_Exercise_: Identify each line of the listing below that contains the word "with" and copy those lines. Treat the match as case-sensitive.

_Rows_:
# # # # #
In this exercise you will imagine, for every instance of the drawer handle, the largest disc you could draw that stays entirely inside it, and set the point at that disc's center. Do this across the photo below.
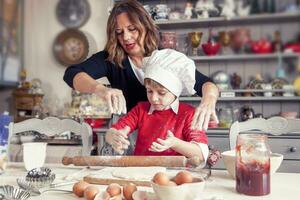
(293, 149)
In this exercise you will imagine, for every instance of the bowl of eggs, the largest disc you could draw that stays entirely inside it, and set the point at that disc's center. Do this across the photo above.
(229, 161)
(182, 186)
(113, 191)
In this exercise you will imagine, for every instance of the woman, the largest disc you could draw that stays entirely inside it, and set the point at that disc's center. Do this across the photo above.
(132, 35)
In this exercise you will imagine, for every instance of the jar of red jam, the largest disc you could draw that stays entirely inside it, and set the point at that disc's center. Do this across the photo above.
(252, 165)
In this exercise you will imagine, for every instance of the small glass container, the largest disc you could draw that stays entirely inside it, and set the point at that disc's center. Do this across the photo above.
(225, 117)
(252, 165)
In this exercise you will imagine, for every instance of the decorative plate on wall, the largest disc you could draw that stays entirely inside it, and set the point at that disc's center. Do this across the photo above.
(73, 13)
(70, 47)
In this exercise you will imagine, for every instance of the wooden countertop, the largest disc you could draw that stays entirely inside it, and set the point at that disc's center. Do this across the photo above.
(219, 185)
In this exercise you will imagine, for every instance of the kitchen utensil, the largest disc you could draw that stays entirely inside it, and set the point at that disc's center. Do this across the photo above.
(40, 177)
(28, 186)
(126, 161)
(185, 191)
(108, 181)
(11, 193)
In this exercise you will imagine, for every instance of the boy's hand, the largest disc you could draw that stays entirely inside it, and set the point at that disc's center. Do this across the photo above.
(118, 139)
(162, 145)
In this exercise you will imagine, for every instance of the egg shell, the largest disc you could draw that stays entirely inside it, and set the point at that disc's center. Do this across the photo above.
(172, 183)
(106, 196)
(161, 178)
(79, 187)
(183, 177)
(114, 189)
(90, 192)
(128, 190)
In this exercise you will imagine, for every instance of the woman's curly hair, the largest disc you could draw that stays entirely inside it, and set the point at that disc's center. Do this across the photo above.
(142, 22)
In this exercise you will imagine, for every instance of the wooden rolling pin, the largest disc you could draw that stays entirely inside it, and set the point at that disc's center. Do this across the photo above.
(131, 161)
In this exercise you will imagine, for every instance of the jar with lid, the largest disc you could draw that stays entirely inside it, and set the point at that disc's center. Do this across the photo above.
(252, 165)
(225, 117)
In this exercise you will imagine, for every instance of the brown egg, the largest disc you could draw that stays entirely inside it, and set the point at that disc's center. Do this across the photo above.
(128, 190)
(183, 177)
(172, 183)
(114, 189)
(90, 192)
(161, 178)
(79, 187)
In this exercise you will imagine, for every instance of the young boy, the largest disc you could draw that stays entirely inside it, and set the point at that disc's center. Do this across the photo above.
(163, 123)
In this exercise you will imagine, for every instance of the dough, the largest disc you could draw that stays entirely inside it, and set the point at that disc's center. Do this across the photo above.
(137, 173)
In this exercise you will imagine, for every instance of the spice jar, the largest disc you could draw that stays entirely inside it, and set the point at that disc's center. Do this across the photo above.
(252, 165)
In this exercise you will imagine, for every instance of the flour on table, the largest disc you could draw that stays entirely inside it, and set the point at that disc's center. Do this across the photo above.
(137, 173)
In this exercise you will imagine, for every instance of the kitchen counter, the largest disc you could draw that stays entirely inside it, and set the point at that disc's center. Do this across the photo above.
(219, 185)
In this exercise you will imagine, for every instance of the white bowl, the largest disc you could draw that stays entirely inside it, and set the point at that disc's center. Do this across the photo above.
(228, 158)
(185, 191)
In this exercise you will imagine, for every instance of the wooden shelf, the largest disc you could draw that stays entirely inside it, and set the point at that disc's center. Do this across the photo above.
(239, 57)
(225, 131)
(222, 21)
(260, 98)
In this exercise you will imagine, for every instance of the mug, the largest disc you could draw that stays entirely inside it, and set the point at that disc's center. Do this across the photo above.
(34, 154)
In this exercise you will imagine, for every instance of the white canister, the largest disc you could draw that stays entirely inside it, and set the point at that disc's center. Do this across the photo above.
(34, 154)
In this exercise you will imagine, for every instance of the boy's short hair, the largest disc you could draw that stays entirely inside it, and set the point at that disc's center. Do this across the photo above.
(172, 69)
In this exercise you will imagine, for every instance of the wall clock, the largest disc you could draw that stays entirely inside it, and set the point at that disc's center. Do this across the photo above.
(73, 13)
(70, 47)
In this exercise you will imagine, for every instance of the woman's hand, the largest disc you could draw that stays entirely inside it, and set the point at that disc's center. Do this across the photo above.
(118, 139)
(162, 145)
(114, 98)
(205, 112)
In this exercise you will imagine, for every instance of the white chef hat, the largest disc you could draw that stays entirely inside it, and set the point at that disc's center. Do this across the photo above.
(172, 69)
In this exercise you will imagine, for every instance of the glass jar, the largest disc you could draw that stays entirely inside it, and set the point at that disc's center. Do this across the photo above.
(252, 165)
(225, 117)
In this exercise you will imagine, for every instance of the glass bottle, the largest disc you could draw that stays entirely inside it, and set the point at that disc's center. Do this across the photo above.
(252, 165)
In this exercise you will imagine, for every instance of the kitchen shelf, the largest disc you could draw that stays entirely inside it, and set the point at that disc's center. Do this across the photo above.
(222, 21)
(225, 131)
(239, 57)
(260, 98)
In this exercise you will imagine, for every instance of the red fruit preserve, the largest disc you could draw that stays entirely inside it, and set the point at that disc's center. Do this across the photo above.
(252, 165)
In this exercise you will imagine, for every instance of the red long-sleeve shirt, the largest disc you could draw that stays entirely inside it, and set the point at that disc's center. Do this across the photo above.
(155, 125)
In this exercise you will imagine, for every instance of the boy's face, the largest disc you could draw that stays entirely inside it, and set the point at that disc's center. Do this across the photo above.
(159, 97)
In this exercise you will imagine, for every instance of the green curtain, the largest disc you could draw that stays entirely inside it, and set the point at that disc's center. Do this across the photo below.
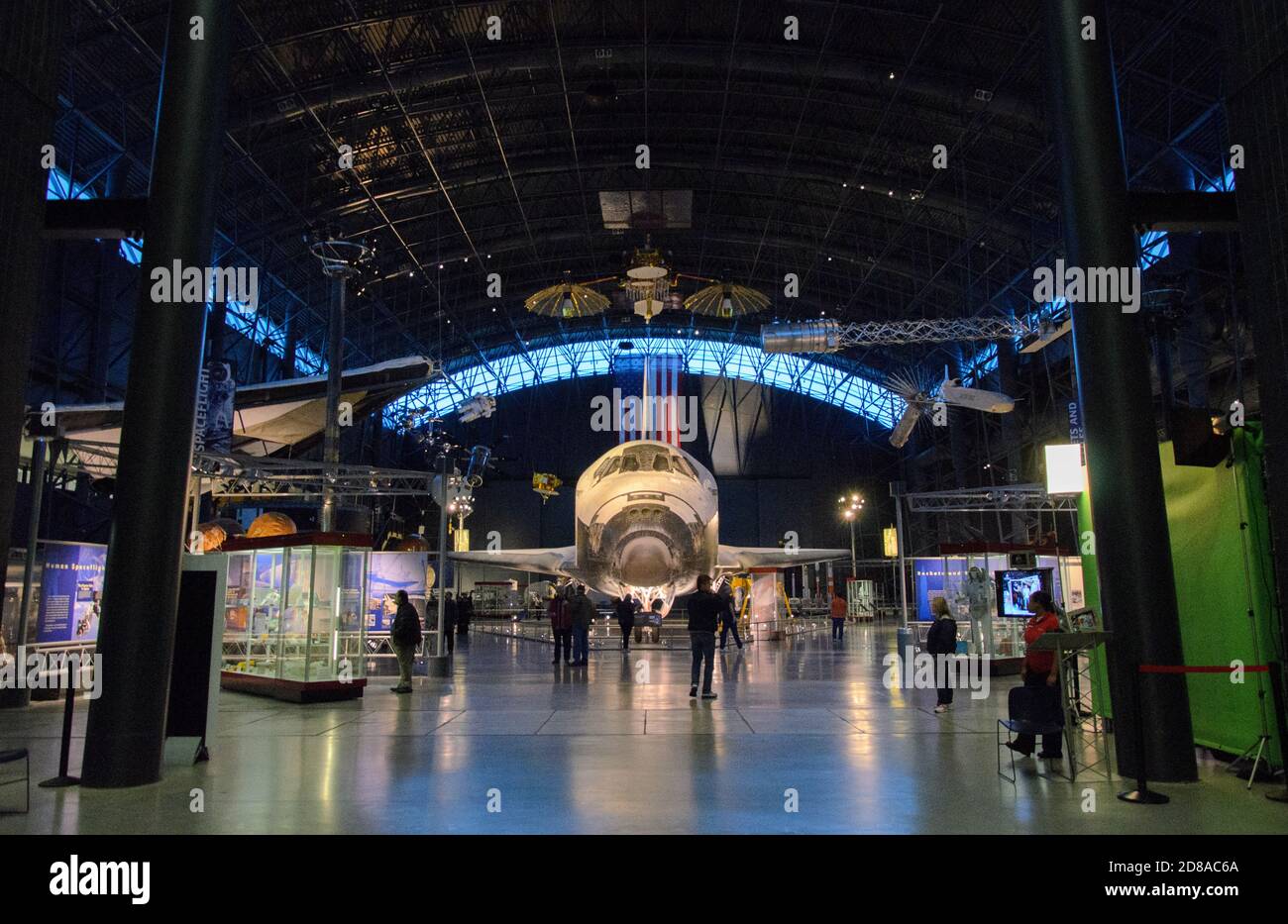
(1224, 589)
(1224, 571)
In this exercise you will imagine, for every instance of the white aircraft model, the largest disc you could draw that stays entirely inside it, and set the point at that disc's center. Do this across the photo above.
(919, 399)
(647, 527)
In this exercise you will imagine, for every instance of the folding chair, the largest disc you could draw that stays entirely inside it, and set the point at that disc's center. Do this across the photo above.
(13, 757)
(1031, 712)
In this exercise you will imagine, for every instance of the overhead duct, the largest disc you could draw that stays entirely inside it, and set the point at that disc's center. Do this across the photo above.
(804, 336)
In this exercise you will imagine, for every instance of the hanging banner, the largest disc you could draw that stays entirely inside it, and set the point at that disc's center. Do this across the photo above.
(1076, 430)
(213, 431)
(389, 572)
(71, 592)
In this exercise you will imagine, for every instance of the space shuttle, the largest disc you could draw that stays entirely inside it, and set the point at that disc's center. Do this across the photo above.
(648, 523)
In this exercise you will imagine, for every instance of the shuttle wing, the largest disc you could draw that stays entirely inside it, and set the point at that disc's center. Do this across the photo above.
(743, 558)
(561, 562)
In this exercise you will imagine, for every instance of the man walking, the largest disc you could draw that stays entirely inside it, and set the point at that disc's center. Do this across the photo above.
(561, 626)
(583, 615)
(704, 610)
(728, 618)
(403, 637)
(838, 611)
(625, 611)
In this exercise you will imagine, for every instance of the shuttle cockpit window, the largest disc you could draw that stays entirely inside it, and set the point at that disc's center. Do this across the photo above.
(682, 467)
(608, 468)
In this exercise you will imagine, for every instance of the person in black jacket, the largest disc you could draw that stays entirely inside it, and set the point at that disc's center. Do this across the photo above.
(464, 613)
(625, 611)
(450, 620)
(403, 637)
(704, 609)
(941, 643)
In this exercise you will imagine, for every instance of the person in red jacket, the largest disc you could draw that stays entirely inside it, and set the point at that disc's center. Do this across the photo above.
(838, 611)
(561, 623)
(1041, 670)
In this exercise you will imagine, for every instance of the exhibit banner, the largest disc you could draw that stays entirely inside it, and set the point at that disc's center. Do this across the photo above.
(71, 592)
(389, 572)
(213, 431)
(947, 576)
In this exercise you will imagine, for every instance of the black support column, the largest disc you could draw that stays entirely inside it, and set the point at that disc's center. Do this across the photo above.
(127, 723)
(1137, 588)
(30, 48)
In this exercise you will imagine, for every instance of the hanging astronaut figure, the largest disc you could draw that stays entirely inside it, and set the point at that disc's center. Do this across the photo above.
(980, 610)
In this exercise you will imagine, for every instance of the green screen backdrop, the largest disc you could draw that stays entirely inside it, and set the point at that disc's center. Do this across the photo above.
(1223, 574)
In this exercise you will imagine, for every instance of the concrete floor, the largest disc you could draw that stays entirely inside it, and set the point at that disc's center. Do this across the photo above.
(593, 751)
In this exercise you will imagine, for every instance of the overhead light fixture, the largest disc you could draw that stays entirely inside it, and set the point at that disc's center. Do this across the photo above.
(1047, 332)
(1065, 471)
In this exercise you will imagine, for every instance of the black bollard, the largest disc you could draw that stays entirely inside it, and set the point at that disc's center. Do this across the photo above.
(1142, 794)
(63, 777)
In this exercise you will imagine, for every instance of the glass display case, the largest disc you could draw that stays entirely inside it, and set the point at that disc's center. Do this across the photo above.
(294, 623)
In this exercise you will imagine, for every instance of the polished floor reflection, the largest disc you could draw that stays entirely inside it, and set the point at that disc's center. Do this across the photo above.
(804, 738)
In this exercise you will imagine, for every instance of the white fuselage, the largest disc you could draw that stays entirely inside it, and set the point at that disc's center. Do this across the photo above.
(647, 523)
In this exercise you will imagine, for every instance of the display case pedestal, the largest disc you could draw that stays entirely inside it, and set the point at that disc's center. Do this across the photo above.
(295, 617)
(292, 691)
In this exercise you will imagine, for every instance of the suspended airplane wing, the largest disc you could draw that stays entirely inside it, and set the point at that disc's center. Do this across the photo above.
(977, 399)
(741, 558)
(561, 562)
(269, 416)
(903, 429)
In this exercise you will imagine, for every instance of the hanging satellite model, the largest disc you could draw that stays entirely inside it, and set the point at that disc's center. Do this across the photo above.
(922, 398)
(726, 300)
(546, 485)
(648, 283)
(568, 300)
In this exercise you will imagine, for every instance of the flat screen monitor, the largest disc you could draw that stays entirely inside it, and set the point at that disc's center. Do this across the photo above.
(1014, 587)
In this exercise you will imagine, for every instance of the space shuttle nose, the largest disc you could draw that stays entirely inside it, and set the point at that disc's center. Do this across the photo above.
(645, 562)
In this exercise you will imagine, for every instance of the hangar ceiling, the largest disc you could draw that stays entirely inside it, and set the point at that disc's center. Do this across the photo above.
(518, 155)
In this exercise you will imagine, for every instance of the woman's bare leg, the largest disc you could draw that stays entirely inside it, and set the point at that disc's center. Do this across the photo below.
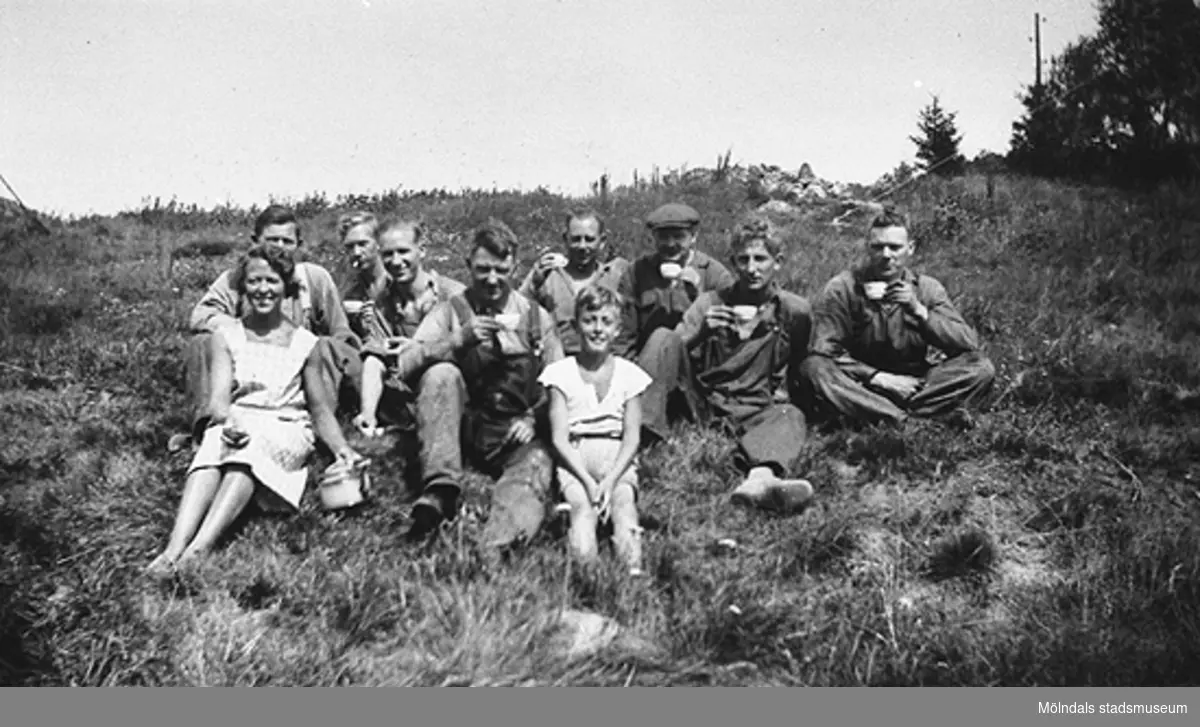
(582, 535)
(237, 488)
(198, 492)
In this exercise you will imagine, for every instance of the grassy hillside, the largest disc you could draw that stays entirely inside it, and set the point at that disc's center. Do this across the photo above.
(1055, 544)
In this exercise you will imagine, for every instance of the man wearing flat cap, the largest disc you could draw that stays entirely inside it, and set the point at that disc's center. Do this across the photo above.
(658, 289)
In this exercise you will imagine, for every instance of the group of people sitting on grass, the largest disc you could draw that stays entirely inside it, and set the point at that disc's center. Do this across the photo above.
(555, 385)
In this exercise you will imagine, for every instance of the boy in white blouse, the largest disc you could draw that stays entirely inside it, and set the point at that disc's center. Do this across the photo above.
(595, 421)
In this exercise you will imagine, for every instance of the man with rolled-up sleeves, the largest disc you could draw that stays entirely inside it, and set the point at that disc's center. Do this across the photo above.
(888, 343)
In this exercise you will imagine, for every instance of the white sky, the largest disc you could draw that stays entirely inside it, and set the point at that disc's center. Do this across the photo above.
(106, 102)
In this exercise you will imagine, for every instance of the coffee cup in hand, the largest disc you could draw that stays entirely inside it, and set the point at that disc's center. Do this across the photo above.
(744, 314)
(670, 270)
(509, 322)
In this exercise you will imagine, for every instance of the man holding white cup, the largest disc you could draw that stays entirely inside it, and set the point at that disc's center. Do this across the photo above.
(888, 343)
(557, 278)
(367, 280)
(658, 288)
(744, 340)
(479, 354)
(390, 319)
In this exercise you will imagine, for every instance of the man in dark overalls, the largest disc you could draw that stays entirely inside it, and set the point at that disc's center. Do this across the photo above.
(481, 352)
(658, 288)
(888, 343)
(742, 338)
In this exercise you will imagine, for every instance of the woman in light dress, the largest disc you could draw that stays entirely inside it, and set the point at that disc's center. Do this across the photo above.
(268, 407)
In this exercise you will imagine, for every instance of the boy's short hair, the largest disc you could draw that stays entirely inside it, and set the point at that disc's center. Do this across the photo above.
(275, 214)
(755, 229)
(597, 298)
(583, 214)
(393, 223)
(496, 238)
(891, 216)
(279, 259)
(348, 221)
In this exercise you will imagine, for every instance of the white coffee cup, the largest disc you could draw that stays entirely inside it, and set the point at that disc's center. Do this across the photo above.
(670, 270)
(744, 314)
(875, 289)
(509, 320)
(343, 486)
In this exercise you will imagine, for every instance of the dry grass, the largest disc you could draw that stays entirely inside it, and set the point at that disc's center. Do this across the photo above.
(1056, 544)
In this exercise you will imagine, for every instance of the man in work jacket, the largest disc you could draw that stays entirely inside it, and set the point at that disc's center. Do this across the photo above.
(481, 353)
(409, 293)
(317, 307)
(743, 340)
(556, 278)
(658, 288)
(888, 343)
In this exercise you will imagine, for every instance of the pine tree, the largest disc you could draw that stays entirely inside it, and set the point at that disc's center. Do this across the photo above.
(937, 146)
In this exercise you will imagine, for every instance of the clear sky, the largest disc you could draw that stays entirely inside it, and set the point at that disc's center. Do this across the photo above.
(106, 102)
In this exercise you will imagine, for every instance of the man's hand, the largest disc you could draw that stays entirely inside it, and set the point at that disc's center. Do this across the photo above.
(367, 425)
(396, 344)
(904, 294)
(720, 317)
(689, 275)
(481, 328)
(520, 431)
(900, 385)
(233, 436)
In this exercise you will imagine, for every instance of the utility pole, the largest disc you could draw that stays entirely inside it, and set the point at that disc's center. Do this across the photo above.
(1037, 50)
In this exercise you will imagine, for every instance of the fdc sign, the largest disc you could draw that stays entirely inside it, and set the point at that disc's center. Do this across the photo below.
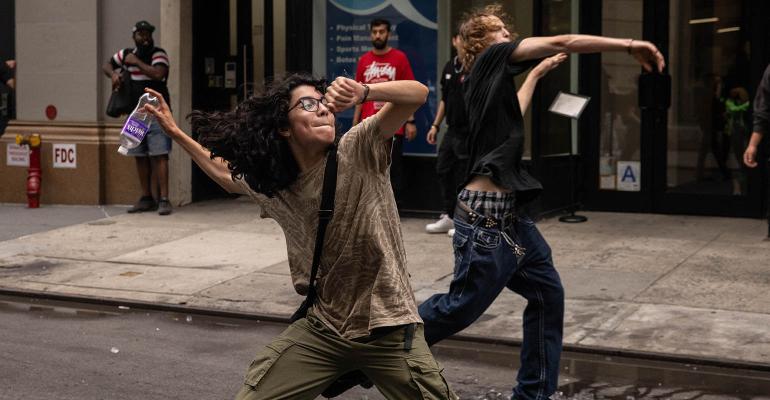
(65, 155)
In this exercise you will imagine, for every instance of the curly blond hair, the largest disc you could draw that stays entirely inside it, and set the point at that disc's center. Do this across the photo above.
(475, 29)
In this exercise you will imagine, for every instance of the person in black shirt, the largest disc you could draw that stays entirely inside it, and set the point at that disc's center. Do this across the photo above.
(6, 79)
(761, 120)
(494, 247)
(450, 162)
(453, 153)
(148, 66)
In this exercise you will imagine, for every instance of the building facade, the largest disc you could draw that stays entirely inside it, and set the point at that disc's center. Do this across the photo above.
(645, 142)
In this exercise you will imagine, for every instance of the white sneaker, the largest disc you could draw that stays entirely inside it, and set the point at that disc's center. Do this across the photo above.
(443, 225)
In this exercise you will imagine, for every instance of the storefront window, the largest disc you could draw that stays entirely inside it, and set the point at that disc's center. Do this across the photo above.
(709, 123)
(558, 134)
(619, 151)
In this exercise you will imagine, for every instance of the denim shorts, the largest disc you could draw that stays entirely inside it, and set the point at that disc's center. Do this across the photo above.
(155, 143)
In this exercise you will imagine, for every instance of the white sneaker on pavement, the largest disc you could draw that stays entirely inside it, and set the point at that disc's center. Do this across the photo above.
(443, 225)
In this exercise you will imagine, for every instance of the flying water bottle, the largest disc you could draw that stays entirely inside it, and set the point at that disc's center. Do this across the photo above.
(137, 124)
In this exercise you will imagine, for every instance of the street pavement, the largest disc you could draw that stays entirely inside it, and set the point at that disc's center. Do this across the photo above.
(675, 285)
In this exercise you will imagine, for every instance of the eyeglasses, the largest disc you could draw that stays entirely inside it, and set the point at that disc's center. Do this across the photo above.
(309, 104)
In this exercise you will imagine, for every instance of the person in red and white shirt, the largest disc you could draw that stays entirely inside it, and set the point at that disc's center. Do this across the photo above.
(382, 64)
(148, 66)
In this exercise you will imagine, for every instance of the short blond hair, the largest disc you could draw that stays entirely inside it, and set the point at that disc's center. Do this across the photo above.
(475, 29)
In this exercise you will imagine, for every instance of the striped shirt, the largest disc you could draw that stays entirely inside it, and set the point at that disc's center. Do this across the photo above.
(156, 56)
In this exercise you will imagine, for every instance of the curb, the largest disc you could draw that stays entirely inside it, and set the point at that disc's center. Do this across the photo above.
(460, 338)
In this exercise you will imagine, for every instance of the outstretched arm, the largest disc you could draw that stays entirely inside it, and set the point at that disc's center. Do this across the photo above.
(215, 168)
(431, 138)
(538, 47)
(528, 87)
(403, 98)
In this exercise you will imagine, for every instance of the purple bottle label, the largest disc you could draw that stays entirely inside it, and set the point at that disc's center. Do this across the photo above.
(135, 128)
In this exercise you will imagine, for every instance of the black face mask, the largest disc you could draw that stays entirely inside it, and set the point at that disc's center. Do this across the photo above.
(144, 50)
(379, 44)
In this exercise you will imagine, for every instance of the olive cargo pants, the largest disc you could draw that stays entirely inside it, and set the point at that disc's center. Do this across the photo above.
(307, 357)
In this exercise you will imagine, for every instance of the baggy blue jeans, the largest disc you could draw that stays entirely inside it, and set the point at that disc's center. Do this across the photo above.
(485, 264)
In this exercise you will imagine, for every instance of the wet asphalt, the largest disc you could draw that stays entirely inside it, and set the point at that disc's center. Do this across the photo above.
(63, 350)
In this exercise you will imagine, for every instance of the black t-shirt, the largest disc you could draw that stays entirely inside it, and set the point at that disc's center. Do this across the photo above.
(153, 57)
(496, 139)
(452, 95)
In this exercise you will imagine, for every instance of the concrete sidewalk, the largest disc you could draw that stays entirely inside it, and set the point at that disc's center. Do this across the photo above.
(679, 285)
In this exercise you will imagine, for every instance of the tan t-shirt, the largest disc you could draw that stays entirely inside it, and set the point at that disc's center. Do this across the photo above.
(362, 282)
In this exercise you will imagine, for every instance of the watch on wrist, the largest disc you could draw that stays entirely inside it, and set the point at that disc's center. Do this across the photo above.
(366, 93)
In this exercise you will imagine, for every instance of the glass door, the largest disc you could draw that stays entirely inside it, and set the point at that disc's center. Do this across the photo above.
(709, 121)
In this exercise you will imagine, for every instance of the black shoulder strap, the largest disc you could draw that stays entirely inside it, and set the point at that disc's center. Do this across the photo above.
(325, 213)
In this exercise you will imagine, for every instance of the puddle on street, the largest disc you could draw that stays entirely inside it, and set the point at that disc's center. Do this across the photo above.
(583, 376)
(587, 376)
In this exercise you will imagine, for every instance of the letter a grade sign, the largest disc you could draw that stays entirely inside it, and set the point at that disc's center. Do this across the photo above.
(629, 176)
(65, 155)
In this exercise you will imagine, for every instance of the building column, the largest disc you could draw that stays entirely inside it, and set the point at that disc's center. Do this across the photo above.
(176, 26)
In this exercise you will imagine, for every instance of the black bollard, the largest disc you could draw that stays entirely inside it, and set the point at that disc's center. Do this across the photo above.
(767, 198)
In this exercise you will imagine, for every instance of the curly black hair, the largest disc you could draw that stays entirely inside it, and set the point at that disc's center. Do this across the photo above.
(249, 138)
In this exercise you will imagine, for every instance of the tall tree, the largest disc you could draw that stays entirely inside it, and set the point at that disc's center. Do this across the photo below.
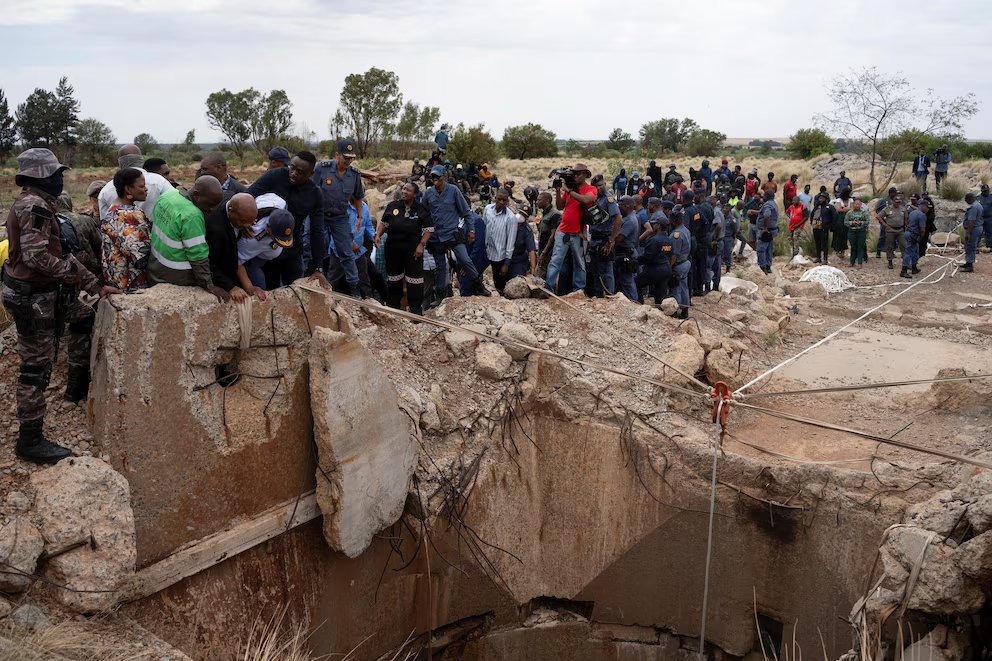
# # # # #
_Exercise response_:
In this exercise you will imagine, for every instance of the jar with lid, the largest disc you could draw that stays entirely inside it, and set the point at that disc's center. Do this across the photo above.
In this exercise you will imagine, for every instance of the man with rolled-up sleeves, the largest disc you could draw that stays entirely inside it, and set the point at that disc's center. Do this across the photo above.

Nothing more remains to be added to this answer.